指示文 1
犬の飛びつきについての文章を読み、次の問いにそれぞれ答えよ。
(a) 結論として、子犬の飛びつく行動をどう扱うべきだと述べているか。
(b) 飛びつくという行動は、犬の何のひとつだと説明しているか。
(c) 記事の中で具体的に紹介するとしているものは何か。
指示文 2
犬の飛びつきについての文章の続きを、最後の文の後から書け。

======== 原文抜粋

愛犬が自分や他の犬などに飛びついてしまって困るという飼い主様は少なくないでしょう。

子犬と生活している飼い主様の中には、飛びついてくる子犬は可愛いものの、このままで良いのか悩んでいる方もいらっしゃるかもしれません。

結論からお伝えすると、子犬であっても犬の飛びつく行動は放置すべきではありません。

今回の記事では、なぜ犬が飛びつくのかについて解説し、飛びつきを放置してはいけない理由をお伝えします。また、飛びつきをやめさせる方法を具体的にご紹介します。

飛びついてくる犬はどんな気持ち?

そもそも犬はなぜ飛びついてくるのでしょうか。飛びつくという行動は犬の感情表現のひとつです。ここではシチュエーションによって異なる犬の気持ちを解説します。

================
======== 抽出データ

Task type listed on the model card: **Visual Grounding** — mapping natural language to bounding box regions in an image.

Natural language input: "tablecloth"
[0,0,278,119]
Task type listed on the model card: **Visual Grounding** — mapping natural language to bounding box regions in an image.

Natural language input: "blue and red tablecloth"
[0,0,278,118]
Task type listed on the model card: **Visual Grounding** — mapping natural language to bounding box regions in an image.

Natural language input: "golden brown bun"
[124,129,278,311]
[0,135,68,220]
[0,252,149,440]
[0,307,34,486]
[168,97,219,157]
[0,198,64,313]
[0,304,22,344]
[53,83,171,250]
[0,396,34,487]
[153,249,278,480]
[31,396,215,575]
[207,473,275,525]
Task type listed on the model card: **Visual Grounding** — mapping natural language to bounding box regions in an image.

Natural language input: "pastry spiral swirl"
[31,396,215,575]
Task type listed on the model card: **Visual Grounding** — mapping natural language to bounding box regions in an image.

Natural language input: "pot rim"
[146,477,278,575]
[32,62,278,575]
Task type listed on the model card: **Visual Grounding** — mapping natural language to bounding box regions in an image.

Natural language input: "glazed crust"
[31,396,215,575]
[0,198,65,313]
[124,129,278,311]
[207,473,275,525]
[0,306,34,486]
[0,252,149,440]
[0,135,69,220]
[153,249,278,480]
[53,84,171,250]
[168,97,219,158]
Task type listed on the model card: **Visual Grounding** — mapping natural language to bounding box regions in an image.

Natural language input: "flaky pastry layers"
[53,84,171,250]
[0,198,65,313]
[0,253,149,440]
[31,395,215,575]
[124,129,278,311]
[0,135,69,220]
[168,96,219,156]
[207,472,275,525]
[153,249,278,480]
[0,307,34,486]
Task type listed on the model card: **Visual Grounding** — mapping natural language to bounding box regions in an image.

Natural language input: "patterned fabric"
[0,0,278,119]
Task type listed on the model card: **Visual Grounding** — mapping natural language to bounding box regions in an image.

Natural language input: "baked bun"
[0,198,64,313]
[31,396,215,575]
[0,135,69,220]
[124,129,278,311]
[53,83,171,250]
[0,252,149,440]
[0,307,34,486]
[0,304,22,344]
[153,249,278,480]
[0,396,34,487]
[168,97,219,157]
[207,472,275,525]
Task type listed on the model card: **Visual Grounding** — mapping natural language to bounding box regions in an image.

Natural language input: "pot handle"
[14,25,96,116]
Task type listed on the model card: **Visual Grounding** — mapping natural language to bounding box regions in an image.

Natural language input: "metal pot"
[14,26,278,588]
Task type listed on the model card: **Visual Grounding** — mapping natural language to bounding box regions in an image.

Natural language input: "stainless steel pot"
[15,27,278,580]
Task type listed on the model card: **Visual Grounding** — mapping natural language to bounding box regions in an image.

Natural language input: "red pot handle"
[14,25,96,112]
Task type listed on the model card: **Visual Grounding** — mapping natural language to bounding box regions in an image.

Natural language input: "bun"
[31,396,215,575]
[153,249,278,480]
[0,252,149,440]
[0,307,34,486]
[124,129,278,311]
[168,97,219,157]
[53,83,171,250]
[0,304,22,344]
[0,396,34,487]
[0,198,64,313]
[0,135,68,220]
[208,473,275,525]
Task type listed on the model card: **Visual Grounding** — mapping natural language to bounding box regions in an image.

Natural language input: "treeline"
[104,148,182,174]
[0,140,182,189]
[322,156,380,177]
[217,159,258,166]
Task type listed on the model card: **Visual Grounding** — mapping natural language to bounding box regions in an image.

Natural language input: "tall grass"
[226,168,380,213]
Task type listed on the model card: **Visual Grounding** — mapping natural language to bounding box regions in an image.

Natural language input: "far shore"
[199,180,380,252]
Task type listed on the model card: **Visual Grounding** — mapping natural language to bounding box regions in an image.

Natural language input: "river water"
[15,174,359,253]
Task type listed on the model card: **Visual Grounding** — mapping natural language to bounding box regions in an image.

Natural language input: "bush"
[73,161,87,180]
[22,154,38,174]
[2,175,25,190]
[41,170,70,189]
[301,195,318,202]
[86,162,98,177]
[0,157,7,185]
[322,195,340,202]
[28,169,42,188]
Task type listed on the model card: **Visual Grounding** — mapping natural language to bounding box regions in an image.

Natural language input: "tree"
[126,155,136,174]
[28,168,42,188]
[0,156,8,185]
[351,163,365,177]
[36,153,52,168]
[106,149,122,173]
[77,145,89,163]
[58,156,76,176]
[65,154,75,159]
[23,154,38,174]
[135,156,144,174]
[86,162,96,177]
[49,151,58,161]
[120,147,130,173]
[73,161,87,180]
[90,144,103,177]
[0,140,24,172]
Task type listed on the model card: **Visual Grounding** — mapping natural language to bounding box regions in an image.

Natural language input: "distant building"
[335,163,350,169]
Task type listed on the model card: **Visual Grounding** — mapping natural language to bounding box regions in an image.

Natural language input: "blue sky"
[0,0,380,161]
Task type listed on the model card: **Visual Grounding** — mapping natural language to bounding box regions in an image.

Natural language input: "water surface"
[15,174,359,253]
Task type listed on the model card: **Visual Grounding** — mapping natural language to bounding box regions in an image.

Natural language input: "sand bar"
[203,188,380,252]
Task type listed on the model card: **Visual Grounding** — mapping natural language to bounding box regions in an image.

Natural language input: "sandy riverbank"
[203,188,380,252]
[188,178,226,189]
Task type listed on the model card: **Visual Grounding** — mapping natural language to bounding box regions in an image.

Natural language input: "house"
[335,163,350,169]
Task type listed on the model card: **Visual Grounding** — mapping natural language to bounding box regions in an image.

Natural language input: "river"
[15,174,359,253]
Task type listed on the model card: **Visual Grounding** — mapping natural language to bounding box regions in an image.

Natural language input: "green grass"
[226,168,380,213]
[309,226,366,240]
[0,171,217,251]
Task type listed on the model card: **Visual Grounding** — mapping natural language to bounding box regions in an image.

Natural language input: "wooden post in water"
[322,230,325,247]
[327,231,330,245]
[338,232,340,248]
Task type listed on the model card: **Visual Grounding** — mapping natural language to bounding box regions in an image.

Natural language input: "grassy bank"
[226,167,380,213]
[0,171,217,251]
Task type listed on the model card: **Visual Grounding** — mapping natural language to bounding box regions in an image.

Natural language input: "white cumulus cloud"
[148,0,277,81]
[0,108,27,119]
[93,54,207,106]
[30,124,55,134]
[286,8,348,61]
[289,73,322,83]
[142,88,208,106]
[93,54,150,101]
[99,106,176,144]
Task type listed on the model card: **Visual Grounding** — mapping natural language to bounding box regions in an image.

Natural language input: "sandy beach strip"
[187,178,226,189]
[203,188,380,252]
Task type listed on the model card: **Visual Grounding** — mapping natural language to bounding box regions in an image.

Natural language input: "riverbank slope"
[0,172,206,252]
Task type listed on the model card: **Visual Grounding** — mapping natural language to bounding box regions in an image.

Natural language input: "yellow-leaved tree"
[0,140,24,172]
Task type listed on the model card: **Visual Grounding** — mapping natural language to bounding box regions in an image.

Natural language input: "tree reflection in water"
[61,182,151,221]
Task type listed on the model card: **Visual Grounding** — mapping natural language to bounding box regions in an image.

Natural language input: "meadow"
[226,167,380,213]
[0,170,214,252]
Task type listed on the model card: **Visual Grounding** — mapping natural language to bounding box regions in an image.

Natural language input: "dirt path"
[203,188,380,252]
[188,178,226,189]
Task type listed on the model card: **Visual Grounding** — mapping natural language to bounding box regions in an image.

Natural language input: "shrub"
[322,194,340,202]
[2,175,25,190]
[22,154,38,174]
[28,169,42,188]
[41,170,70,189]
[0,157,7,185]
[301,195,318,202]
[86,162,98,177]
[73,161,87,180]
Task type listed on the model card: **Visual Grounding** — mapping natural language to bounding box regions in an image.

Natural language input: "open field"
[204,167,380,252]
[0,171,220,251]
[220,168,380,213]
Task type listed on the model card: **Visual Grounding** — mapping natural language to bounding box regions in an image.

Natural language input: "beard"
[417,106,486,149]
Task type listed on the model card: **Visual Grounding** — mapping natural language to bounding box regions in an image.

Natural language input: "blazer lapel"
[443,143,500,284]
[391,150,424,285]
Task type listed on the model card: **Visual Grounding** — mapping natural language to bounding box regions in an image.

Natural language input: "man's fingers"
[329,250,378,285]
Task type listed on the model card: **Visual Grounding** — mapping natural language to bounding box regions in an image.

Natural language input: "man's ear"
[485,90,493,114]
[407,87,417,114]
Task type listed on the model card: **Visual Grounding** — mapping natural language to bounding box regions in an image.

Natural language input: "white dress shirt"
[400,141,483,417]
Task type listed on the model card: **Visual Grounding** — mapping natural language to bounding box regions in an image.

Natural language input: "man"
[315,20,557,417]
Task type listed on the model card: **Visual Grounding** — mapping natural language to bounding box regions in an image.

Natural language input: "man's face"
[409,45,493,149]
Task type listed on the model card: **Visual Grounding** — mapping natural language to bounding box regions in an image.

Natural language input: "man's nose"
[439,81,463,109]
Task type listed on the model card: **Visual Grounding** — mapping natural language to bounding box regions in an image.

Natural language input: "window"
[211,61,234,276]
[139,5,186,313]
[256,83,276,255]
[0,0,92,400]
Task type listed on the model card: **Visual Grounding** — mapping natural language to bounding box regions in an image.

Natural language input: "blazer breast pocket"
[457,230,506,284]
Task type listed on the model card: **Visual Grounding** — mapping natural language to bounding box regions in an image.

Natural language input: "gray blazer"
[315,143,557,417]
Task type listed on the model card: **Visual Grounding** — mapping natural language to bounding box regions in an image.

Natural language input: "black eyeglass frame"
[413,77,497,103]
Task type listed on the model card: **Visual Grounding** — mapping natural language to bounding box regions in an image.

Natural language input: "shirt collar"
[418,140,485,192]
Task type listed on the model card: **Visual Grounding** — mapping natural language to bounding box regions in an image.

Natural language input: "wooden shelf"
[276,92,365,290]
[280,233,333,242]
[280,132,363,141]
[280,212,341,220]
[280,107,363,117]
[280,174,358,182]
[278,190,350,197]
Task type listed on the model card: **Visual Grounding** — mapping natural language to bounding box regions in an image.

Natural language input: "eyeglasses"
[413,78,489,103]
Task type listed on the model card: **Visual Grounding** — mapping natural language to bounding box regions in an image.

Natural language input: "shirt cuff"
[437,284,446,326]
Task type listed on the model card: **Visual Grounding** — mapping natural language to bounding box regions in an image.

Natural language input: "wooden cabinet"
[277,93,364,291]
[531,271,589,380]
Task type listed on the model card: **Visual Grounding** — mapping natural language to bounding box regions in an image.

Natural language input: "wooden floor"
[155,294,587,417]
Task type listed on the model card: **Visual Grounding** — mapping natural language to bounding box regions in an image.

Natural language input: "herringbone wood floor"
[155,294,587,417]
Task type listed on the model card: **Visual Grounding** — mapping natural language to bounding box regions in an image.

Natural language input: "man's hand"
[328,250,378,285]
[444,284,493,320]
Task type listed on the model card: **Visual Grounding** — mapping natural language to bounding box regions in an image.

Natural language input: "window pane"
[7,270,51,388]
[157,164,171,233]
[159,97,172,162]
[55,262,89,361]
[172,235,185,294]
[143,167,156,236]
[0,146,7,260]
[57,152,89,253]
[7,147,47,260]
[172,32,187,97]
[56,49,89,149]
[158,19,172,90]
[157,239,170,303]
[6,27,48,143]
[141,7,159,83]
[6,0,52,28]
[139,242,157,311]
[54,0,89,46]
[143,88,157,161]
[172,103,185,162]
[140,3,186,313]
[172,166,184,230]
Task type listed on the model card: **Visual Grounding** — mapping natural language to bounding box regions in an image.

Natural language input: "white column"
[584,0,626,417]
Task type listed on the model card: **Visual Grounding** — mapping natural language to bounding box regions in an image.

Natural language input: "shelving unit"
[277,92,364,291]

================

正解 1
(a) 放置すべきではない。
(b) 感情表現のひとつ。
(c) 飛びつきをやめさせる方法。

正解 2
嬉しくて喜んでいる

飼い主様の帰宅時に玄関まで来て飛びつく犬は多いでしょう。旅行などでしばらく犬と会えなかった時に再会した時も犬は飛びついてきますね。これらは大好きな飼い主様に会えて、嬉しくて興奮している気持ちが飛びつくという行動に出ているのです。

お散歩中に、顔見知りの人や犬に会ったときに尻尾を振って飛びつくような場合や、飼い主様との遊びの途中に飛びついてくるのも嬉しい気持ちの表れです。

構ってほしいと要求している

飼い主様の膝あたりをめがけて垂直にぴょんぴょん飛びついてくる時は、抱っこして欲しい、構って欲しいなどの要求をしている時です。飼い主様が持っている食べ物やおもちゃなどに向かって飛びつくのも、それが欲しくておねだりしている時でしょう。

これらは特に、普段から飛びつくことで要求を叶えてもらっている犬に、より多くみられる行動です。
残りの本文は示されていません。